A Fluorescent lamp refers to a gas-discharge lamps. The invention of fluorescent lamps, which are also called fluorescent tubes, can be traced back to hundreds of years ago. Being invented by Thomas Edison in 1896, fluorescent lamps used calcium tungstate as the substance to fluoresce then. In 1939, they were firstly introduced to the market as commercial products with variety of types.

In a fluorescent lamp tube, there is a mix of mercury vapor, xenon, argon, and neon, or krypton. A fluorescent coating coats on the inner wall of the lamp. The fluorescent coating is made of blends of rare-earth phosphor and metallic salts. Normally, the electrodes of the lamp comprise coiled tungsten. The electrodes are also coated with strontium, calcium oxides and barium. An internal opaque reflector can be found in some fluorescent lamps. Normally, the shape of the light tubes is straight. Sometimes, the light tubes are made circle for special usages. Also, u-shaped tubes are seen to provide light for more compact areas.

Because there is mercury in fluorescent lamps, it is likely that the mercury contaminates the environment after the lamps are broken. Electromagnetic ballasts in fluorescent lamps are capable of producing buzzing mouse. Radio frequency interference is likely to be made by old fluorescent lamps. The operation of fluorescent lamps requires specific temperature, which is best around room temperature. If the lamps are placed in places with too low or high temperature, the efficacy of the lamps decreases.

In real lighting device design, details are critical no matter how small they appear. For example, to fix two components together conveniently usually brings large technical effect in the field of light device particularly when any such design involves a very large number of products to be sold around the world.

In some specific use, lighting devices may have different design concerns. For example, some lighting apparatuses are designed to be placed in a closet. When users open the closet, they do not need to rely only external light to illuminate the inner space of the closet. It is beneficial and challenging to design such lighting apparatuses to be more convenient and easier to be used while providing more flexible functions.

SUMMARY

In some embodiments, a lighting apparatus includes a light source module, a light passing cover, a base plate, a first end module and a second end module.

The light source module includes a plurality of LED modules. These LED modules may have different types. Each type has a different optical parameter, like color temperature, color, light intensity, color rendering index.

The light passing cover allows a light of the light source module to pass through.

The base plate is connected to the light passing cover forming a container space. The base plate has an elongated shape.

The first end module and the second end module are attached at two opposite ends of the base pate for sealing the container space. The first end module is selectively connected to another second end module of another lighting apparatus for routing electricity and a control signal. Specifically, such lighting apparatus has great scalability. More than one same type of different types of such lighting apparatuses may be connected in series once they have the same first end mode and the second end module.

For example, the first end module of a first lighting apparatus is connected to the second end module of a second lighting apparatus. The first end of the second lighting apparatus is connected to the second end module of a third lighting apparatus. The first end module may be connected to a power source, e.g. a battery pack, a power adaptor converting 110V/220V alternating current source to a DC power source, or an indoor power socket when the first end box has a driver for converting the indoor power to a DC power source.

Other lighting apparatus, like the second lighting apparatus and the third lighting apparatus may receive power from the first lighting apparatus. In this example, the third lighting apparatus receives power from the second lighting apparatus.

In addition to route electricity from one lighting apparatus to another lighting apparatus, control signals and other parameter settings may be transmitted among the lighting apparatuses.

For example, a turn-on command, a color temperature adjustment command, a adding-intensity (adding luminance level), audio data, synchronous signals for multiple lighting apparatuses to work together in time, may be routed to the connected lighting apparatuses.

● **DATA EXTRACT**
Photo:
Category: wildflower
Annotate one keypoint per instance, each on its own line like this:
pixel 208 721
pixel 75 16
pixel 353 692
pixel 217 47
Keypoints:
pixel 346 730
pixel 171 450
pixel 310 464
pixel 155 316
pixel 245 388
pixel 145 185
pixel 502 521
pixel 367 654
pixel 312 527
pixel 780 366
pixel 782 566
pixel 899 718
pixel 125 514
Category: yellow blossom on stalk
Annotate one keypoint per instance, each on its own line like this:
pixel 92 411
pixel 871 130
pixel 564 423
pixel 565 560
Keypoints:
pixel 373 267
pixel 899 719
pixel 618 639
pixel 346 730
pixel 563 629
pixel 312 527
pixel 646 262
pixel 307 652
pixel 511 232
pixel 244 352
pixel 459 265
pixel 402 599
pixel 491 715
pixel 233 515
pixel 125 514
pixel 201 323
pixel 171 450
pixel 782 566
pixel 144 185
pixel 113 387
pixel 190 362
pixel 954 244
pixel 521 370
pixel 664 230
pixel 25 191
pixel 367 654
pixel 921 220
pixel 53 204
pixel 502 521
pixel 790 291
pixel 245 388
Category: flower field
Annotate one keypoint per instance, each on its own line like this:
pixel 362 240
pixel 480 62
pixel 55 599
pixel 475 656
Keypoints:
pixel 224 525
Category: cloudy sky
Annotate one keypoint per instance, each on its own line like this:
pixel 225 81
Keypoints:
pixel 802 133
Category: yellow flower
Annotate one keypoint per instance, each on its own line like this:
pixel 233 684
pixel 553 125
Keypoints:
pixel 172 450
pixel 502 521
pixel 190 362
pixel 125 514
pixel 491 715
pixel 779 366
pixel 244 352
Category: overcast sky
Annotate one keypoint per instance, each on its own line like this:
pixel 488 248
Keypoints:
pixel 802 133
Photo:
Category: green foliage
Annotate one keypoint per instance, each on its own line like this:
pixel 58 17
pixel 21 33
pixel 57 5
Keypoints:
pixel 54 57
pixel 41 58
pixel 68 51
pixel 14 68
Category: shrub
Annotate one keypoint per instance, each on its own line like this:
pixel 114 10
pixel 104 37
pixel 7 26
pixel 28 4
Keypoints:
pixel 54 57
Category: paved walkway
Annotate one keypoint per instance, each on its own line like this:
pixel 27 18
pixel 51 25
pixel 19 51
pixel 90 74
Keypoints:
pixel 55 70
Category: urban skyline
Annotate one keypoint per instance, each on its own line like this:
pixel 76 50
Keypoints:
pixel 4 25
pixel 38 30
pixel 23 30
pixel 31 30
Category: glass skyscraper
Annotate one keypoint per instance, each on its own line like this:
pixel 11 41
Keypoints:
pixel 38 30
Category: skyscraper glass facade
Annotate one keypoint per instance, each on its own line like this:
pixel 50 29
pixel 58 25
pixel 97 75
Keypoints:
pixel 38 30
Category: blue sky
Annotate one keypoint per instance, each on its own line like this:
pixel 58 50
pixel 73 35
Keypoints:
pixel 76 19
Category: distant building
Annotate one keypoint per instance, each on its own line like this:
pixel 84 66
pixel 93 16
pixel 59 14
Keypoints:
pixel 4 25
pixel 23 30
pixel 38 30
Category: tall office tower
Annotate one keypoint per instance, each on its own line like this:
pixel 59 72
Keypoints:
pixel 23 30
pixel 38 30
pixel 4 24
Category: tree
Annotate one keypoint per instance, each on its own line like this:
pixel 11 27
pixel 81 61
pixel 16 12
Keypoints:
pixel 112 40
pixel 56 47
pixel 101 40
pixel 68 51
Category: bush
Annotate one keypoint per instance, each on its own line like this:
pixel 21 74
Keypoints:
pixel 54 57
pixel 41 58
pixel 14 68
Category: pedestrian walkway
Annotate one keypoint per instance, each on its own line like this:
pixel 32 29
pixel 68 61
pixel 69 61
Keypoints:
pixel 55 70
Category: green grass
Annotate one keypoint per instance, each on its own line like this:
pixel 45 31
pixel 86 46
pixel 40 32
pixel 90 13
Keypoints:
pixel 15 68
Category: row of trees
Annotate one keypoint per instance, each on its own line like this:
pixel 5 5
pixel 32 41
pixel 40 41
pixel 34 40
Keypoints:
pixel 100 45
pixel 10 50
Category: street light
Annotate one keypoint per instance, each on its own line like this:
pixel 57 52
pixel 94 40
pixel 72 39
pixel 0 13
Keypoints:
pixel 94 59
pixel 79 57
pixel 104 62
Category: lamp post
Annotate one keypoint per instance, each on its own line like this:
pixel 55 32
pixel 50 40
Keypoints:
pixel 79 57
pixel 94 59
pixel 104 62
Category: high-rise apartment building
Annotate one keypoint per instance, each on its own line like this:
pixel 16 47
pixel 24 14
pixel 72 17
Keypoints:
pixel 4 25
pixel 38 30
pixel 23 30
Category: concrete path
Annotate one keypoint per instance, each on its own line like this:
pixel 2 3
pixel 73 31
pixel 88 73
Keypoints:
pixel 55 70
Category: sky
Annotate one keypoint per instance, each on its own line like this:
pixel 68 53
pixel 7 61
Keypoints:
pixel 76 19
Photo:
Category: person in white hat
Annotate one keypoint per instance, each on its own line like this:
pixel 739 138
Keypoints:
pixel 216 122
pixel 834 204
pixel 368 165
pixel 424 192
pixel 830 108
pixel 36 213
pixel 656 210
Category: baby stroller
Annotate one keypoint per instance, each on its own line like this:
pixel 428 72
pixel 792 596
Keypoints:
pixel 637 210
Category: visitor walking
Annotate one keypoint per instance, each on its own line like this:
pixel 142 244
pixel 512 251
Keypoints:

● **WRITTEN PROBLEM 1**
Translate this sentence from the lighting article into French: "Normally, the electrodes of the lamp comprise coiled tungsten."
● **WRITTEN PROBLEM 2**
State how many lines of the entries contain the string "glass", treating case as significant. Give only the number.

● **OUTPUT 1**
Normalement, les électrodes de la lampe sont constituées de tungstène spiralé.

● **OUTPUT 2**
2